*TASK INSTRUCTIONS:* Only the pictures are to be left out; set down the rest of the records exactly.
______________________________
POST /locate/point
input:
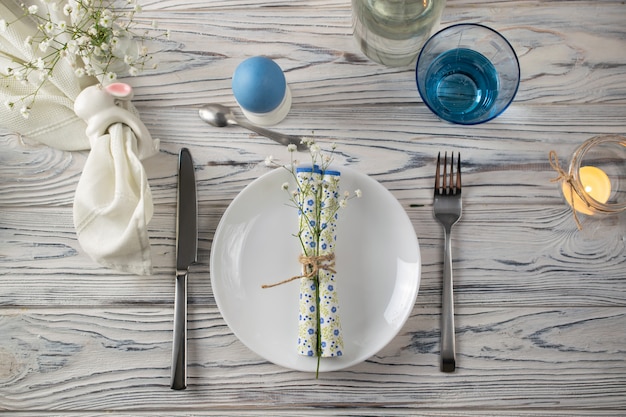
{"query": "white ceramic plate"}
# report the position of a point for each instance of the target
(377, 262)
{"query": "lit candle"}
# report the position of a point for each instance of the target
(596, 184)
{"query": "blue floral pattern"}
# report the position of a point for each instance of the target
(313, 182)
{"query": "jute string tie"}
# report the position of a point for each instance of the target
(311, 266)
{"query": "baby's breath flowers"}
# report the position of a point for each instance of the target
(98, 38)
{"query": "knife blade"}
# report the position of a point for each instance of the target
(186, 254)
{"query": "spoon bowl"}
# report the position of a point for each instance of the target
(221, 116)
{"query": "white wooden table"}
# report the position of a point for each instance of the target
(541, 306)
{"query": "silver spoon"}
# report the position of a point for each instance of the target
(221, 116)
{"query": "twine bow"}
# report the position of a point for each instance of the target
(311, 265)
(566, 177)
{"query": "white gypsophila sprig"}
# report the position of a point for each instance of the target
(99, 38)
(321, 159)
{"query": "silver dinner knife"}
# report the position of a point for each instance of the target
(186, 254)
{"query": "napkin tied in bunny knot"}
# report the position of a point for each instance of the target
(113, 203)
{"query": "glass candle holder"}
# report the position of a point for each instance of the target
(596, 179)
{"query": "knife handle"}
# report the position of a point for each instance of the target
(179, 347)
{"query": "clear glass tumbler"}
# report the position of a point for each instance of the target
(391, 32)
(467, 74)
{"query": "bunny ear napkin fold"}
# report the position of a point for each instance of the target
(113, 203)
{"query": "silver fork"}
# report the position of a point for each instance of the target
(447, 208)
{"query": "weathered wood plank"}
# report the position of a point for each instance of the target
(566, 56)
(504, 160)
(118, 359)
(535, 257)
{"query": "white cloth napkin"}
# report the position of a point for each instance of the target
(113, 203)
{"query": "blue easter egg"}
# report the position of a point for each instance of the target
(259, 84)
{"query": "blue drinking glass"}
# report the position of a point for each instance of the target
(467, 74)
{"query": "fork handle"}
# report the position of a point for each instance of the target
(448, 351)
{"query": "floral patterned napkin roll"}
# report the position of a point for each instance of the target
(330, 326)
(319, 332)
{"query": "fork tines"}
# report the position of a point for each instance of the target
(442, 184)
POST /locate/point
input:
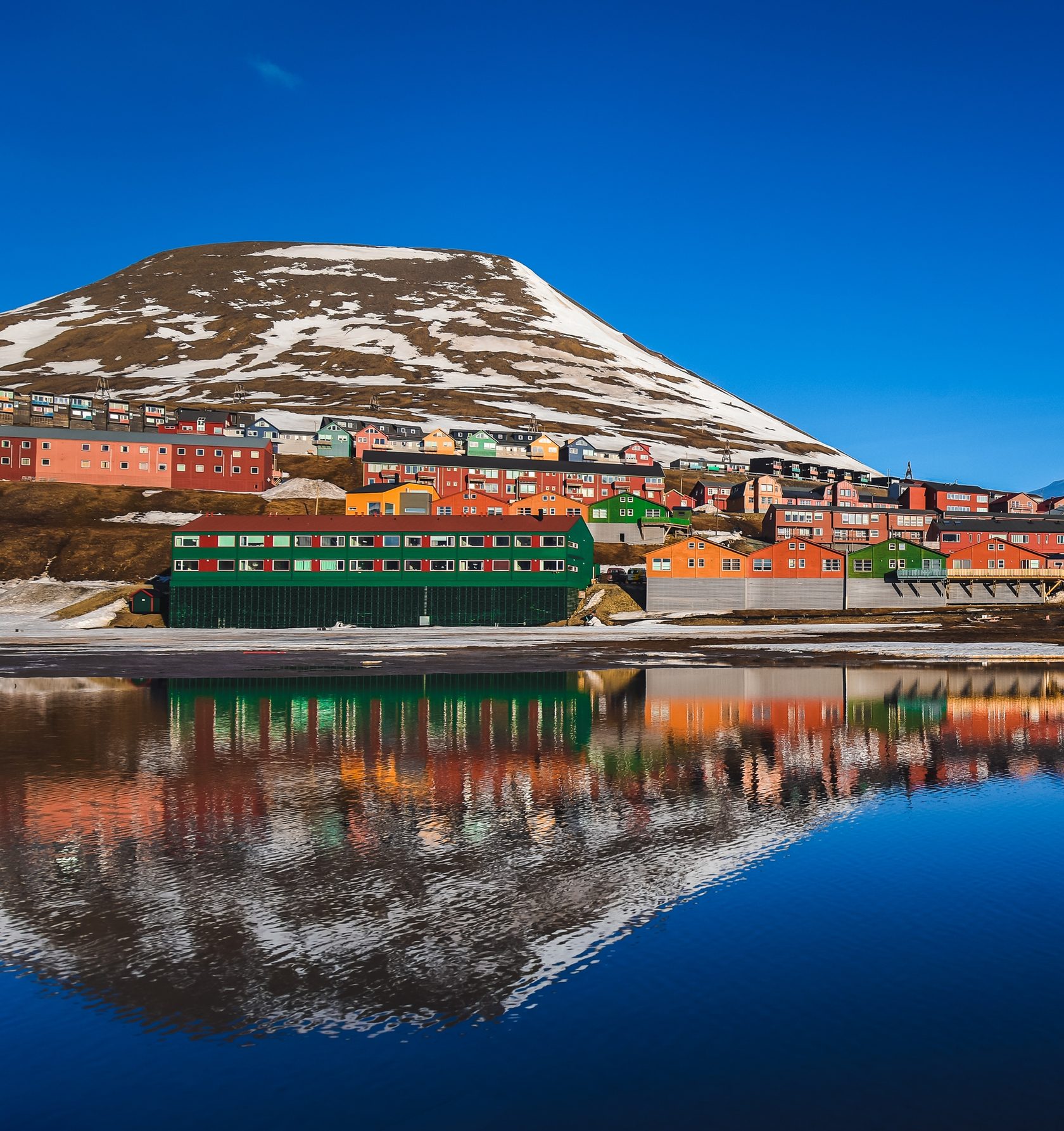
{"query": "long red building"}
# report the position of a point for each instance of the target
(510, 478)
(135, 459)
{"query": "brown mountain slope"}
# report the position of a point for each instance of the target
______________________________
*SOLUTION BELOW:*
POST /locate/point
input:
{"query": "white ceramic plate"}
# report the position of a point for each instance of the target
(377, 262)
{"query": "lit candle"}
# report the position of a point for each instance of the target
(596, 184)
{"query": "blue floral pattern"}
# report the position of a point for each instance of the target
(313, 182)
{"query": "jute string tie"}
# report the position of a point for each instance of the target
(311, 266)
{"query": "baby's breath flowers"}
# report the position of a point for each instance of the target
(98, 38)
{"query": "knife blade"}
# report the position of a point for each instance of the target
(186, 254)
{"query": "spoon bowl"}
# report the position of a point for each instance of the target
(221, 116)
{"query": "white wooden table"}
# report the position of a point for each instance of the target
(541, 306)
{"query": "silver spoon"}
# report the position of a point for each instance of the target
(221, 116)
{"query": "twine bow"}
# report the position of a point for each instance of the target
(311, 265)
(566, 177)
{"query": "white gypsophila sprig"}
# report the position of a point for each instance of the target
(99, 38)
(321, 159)
{"query": "silver dinner knife"}
# report the position of a point for each instance of the target
(186, 254)
{"query": "napkin tied in bunny knot"}
# report the position of a point for each instance of the target
(113, 203)
{"query": "glass candle holder"}
# report the position of a point for each instance of the target
(596, 179)
{"query": "knife handle"}
# report the position of a point for each instance of the target
(179, 347)
{"query": "clear glass tumbler"}
# report the position of a point for each instance of the target
(391, 32)
(467, 74)
{"query": "bunny ear napkin fold"}
# report the position of a point for each instance of the target
(113, 203)
{"query": "silver fork"}
# report the position of a point for each instance of the target
(447, 208)
{"query": "weathered wood plank"}
# report the position of a point for each instance of the target
(566, 56)
(504, 160)
(118, 359)
(535, 257)
{"query": "white cloth napkin"}
# report the position of a point for each instance of the target
(113, 203)
{"query": "blue easter egg"}
# report the position of a point for each instance of the target
(259, 84)
{"query": "blue drinking glass"}
# report the position of a point for each instance of the target
(467, 74)
{"query": "fork handle"}
# report the position of a point for each instance of the target
(448, 351)
{"query": "floral patterned napkin roll"}
# report the position of a point for each instance of the target
(330, 326)
(319, 332)
{"query": "fork tines"}
# report the position of a point for each instance of the target
(442, 184)
POST /locate/point
input:
{"query": "long red building"}
# report the position of a point for each instance of the target
(510, 478)
(135, 459)
{"query": "brown mountain slope"}
# report the position of a point for each instance of the target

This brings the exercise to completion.